## Start

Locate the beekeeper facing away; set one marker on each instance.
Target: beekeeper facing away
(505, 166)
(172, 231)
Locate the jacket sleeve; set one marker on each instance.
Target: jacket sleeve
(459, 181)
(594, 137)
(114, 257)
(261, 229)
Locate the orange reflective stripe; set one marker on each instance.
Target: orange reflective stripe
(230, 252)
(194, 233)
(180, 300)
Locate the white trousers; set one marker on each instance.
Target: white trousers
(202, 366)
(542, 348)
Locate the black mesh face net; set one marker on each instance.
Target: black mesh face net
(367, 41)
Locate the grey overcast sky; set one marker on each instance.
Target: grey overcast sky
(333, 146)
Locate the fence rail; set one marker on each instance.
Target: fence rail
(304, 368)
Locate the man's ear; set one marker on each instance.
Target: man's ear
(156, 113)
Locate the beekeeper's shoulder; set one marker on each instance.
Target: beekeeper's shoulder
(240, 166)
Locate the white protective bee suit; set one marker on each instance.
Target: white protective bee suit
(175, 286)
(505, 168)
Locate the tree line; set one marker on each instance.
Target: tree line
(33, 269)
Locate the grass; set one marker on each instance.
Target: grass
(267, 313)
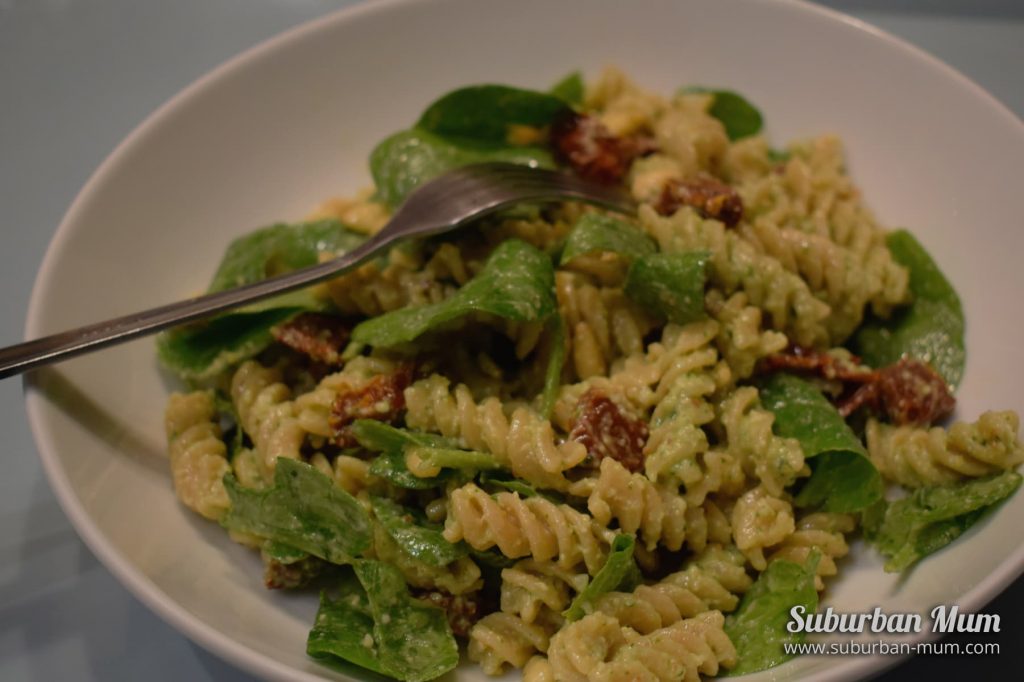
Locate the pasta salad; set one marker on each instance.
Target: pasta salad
(588, 445)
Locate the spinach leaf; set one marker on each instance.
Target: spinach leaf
(516, 283)
(376, 624)
(410, 158)
(420, 539)
(283, 553)
(452, 458)
(569, 88)
(483, 113)
(739, 117)
(932, 517)
(378, 436)
(279, 249)
(523, 488)
(413, 640)
(844, 479)
(556, 360)
(344, 628)
(930, 329)
(594, 232)
(757, 628)
(202, 350)
(391, 442)
(620, 572)
(670, 285)
(304, 510)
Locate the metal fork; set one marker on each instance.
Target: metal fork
(444, 203)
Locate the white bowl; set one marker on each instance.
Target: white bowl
(272, 132)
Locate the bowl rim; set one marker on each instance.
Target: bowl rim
(141, 587)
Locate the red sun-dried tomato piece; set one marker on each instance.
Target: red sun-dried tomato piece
(321, 337)
(587, 145)
(463, 610)
(709, 197)
(799, 358)
(606, 430)
(381, 398)
(911, 392)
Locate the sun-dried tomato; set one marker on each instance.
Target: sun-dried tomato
(906, 392)
(799, 358)
(463, 610)
(911, 392)
(382, 398)
(588, 146)
(709, 197)
(606, 430)
(321, 337)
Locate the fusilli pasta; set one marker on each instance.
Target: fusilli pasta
(914, 457)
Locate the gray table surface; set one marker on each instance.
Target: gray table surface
(76, 76)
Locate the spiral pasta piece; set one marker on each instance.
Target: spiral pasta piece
(596, 647)
(602, 324)
(775, 462)
(760, 520)
(524, 442)
(312, 410)
(198, 456)
(267, 415)
(712, 581)
(531, 587)
(822, 531)
(741, 339)
(678, 449)
(707, 522)
(657, 512)
(534, 526)
(915, 457)
(812, 195)
(501, 639)
(738, 265)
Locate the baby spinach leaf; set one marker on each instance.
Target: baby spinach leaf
(739, 117)
(930, 329)
(391, 442)
(594, 232)
(569, 88)
(420, 539)
(516, 283)
(483, 113)
(670, 285)
(453, 458)
(202, 350)
(304, 510)
(344, 628)
(410, 158)
(757, 628)
(279, 249)
(930, 518)
(283, 553)
(378, 436)
(843, 479)
(556, 360)
(413, 640)
(512, 484)
(620, 573)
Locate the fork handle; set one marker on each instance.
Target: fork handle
(23, 356)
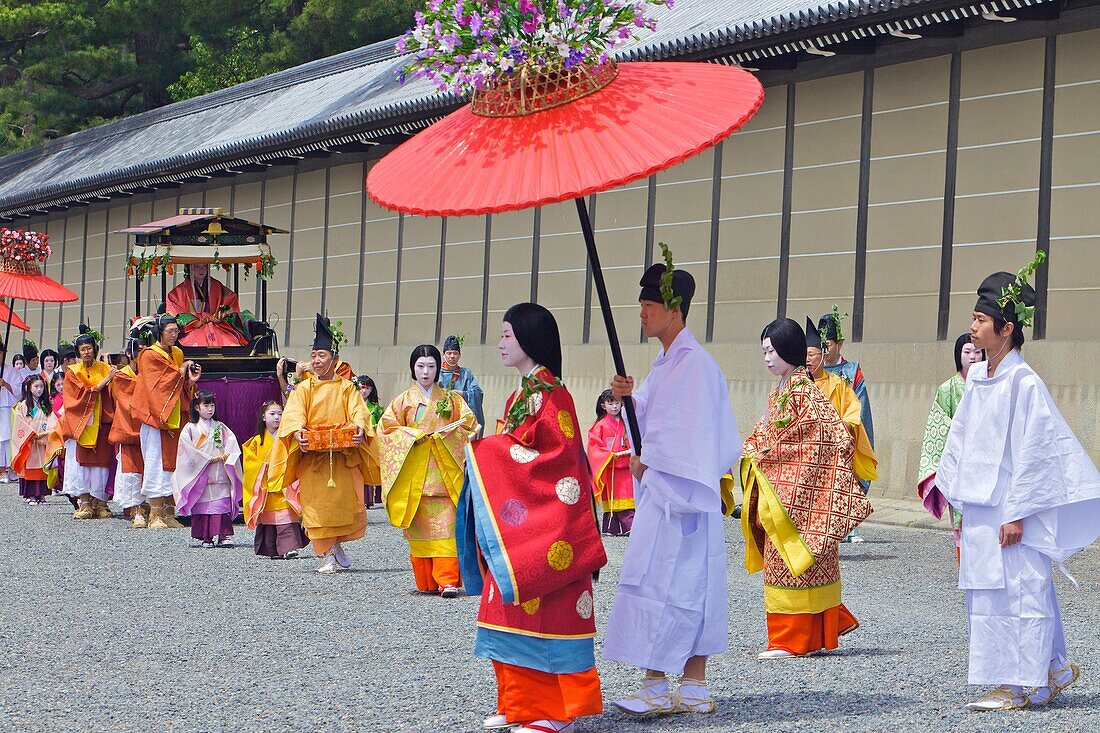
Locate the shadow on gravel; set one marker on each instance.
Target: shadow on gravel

## End

AIM: Restate the data above word for word. Do not include the images.

RESULT:
Locate the beekeeper facing away; set one marker on each instance.
Target: beekeeper facing away
(505, 166)
(172, 231)
Locate the jacket sleeve; set one marker on each instance.
Target: jacket sleeve
(459, 181)
(594, 137)
(114, 257)
(261, 229)
Locate the orange reflective stripe; set one marker on each instance.
Target: orange reflective stripe
(230, 252)
(194, 233)
(180, 300)
Locate the white trousers; set one marker on each instance.
Target: white trousers
(202, 366)
(542, 348)
Locate the black mesh face net; set one marker on each instance.
Target: black mesh face net
(367, 41)
Locate the grey overcast sky; set one marker on each instance.
Target: grey overcast sky
(333, 146)
Locate the fence rail; set one marker on each instance.
Target: fence rail
(304, 368)
Locate the man's ear; set one marker on each instance.
Target: man's ear
(156, 113)
Locate the beekeeper's shoulder; set one marker on each instance.
Target: beekeeper's shoulder
(240, 166)
Locate the white protective bee suit; set one marker on each instance.
Target: white protective bee suit
(175, 286)
(505, 168)
Locate the tree line; set one marker on each instance.
Target: tree line
(33, 269)
Locate the grass; set one marker on each instance.
Target: grass
(267, 313)
Locate the pasta salad; set one marker on each instance.
Target: pasta salad
(588, 445)
Locate the spinach leaf; set one marker on each instance.
Target: spinach leaf
(516, 283)
(376, 624)
(410, 158)
(420, 539)
(283, 553)
(452, 458)
(569, 88)
(483, 113)
(739, 117)
(932, 517)
(378, 436)
(279, 249)
(523, 488)
(413, 640)
(844, 479)
(556, 360)
(344, 628)
(930, 329)
(594, 232)
(757, 628)
(202, 350)
(391, 442)
(620, 572)
(670, 285)
(304, 510)
Locate the metal fork; set one marker on each instance.
Target: metal fork
(444, 203)
Locate the white bowl; set one marker on each instance.
Target: white bowl
(272, 132)
Locate the bowl rim; set one marker on each instance.
Target: bowl rim
(141, 587)
Locate the red sun-dried tomato piece; set one marker on each instance.
Target: red sun-dried tomato piece
(321, 337)
(587, 145)
(463, 610)
(709, 197)
(799, 358)
(606, 430)
(381, 398)
(911, 392)
Locate the sun-dried tomato; set one marker on each instance.
Target: sun-dried tomato
(906, 392)
(799, 358)
(463, 610)
(911, 392)
(382, 398)
(588, 146)
(709, 197)
(606, 430)
(321, 337)
Locate the fusilli pasta; set one marker on each instance.
Target: fusilli pasta
(914, 457)
Locate the gray table surface; set one marker on each instance.
Target: gray table surface
(76, 76)
Locate the spiral pasta piece; set one marker on each instance.
Target: spiral pasta piece
(596, 647)
(602, 324)
(775, 462)
(760, 520)
(524, 442)
(312, 410)
(198, 456)
(267, 415)
(712, 581)
(531, 587)
(822, 531)
(741, 339)
(678, 449)
(707, 522)
(657, 512)
(534, 526)
(915, 457)
(812, 195)
(501, 639)
(738, 265)
Locate the baby spinach leaf; set one marker on each instance.
Target: baby spinach leaf
(739, 117)
(930, 329)
(391, 442)
(594, 232)
(569, 88)
(420, 539)
(516, 283)
(483, 113)
(670, 285)
(453, 458)
(202, 350)
(304, 510)
(344, 628)
(410, 158)
(757, 628)
(279, 249)
(930, 518)
(283, 553)
(378, 436)
(843, 479)
(556, 360)
(413, 640)
(512, 484)
(620, 573)
Locate the fork handle; set one marker on each instance.
Target: fork handle
(23, 356)
Locate the shadow on gravel; set one marker on each instance.
Target: shadow on gravel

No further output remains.